-- Begin MATERIAL FOR THIS EXERCISE --

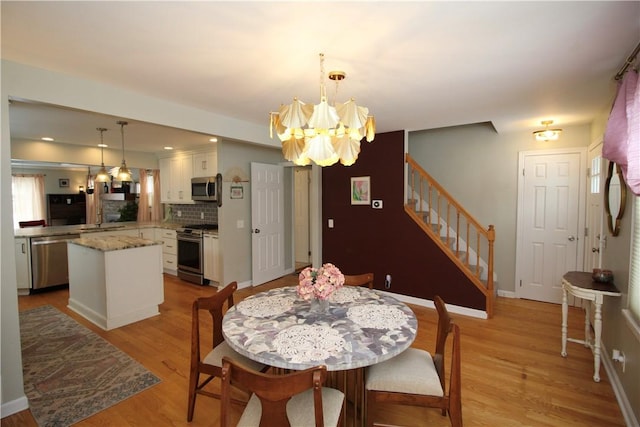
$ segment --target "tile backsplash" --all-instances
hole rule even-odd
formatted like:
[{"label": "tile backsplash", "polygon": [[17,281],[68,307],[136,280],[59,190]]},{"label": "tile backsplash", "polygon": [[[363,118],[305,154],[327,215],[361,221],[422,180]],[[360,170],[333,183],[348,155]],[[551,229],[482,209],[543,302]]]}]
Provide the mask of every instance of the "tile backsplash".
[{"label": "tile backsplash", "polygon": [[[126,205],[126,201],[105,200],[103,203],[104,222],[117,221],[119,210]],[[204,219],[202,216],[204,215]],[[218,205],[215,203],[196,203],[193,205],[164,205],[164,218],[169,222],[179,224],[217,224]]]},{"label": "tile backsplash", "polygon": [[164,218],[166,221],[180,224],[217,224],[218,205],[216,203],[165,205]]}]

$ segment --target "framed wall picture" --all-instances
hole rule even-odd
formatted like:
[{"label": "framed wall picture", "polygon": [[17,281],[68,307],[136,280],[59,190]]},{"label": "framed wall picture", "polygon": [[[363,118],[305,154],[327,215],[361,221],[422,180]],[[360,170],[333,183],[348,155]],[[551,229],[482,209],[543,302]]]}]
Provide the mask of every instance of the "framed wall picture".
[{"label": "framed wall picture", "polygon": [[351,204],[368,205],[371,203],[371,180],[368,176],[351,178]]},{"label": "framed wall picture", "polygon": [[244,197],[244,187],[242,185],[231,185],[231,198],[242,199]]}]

-- End MATERIAL FOR THIS EXERCISE --

Reproduce the entire listing above verbatim, leaving out the pictures.

(SOLVED EXERCISE):
$ segment --target "tile backsplash" --all-instances
hole rule even-odd
formatted like:
[{"label": "tile backsplash", "polygon": [[17,281],[68,307],[136,280],[59,190]]},{"label": "tile backsplash", "polygon": [[[363,118],[305,154],[327,215],[361,221],[422,180]],[[360,170],[333,183],[348,155]],[[551,229],[482,209],[543,302]]]}]
Provide the mask of every instance of the "tile backsplash".
[{"label": "tile backsplash", "polygon": [[[126,205],[126,201],[105,200],[103,203],[104,222],[117,221],[119,210]],[[204,219],[202,216],[204,215]],[[218,205],[215,203],[196,203],[193,205],[164,205],[164,218],[169,222],[179,224],[217,224]]]},{"label": "tile backsplash", "polygon": [[164,218],[166,221],[180,224],[217,224],[218,205],[216,203],[165,205]]}]

$ segment --target "framed wall picture" --all-instances
hole rule even-odd
formatted like:
[{"label": "framed wall picture", "polygon": [[17,281],[68,307],[136,280],[59,190]]},{"label": "framed wall picture", "polygon": [[[363,118],[305,154],[327,215],[361,221],[422,180]],[[360,170],[333,183],[348,155]],[[551,229],[482,209],[543,302]]]}]
Provide the mask of every instance of the "framed wall picture".
[{"label": "framed wall picture", "polygon": [[351,204],[368,205],[371,203],[371,180],[368,176],[351,178]]},{"label": "framed wall picture", "polygon": [[244,197],[244,187],[242,185],[231,185],[231,198],[242,199]]}]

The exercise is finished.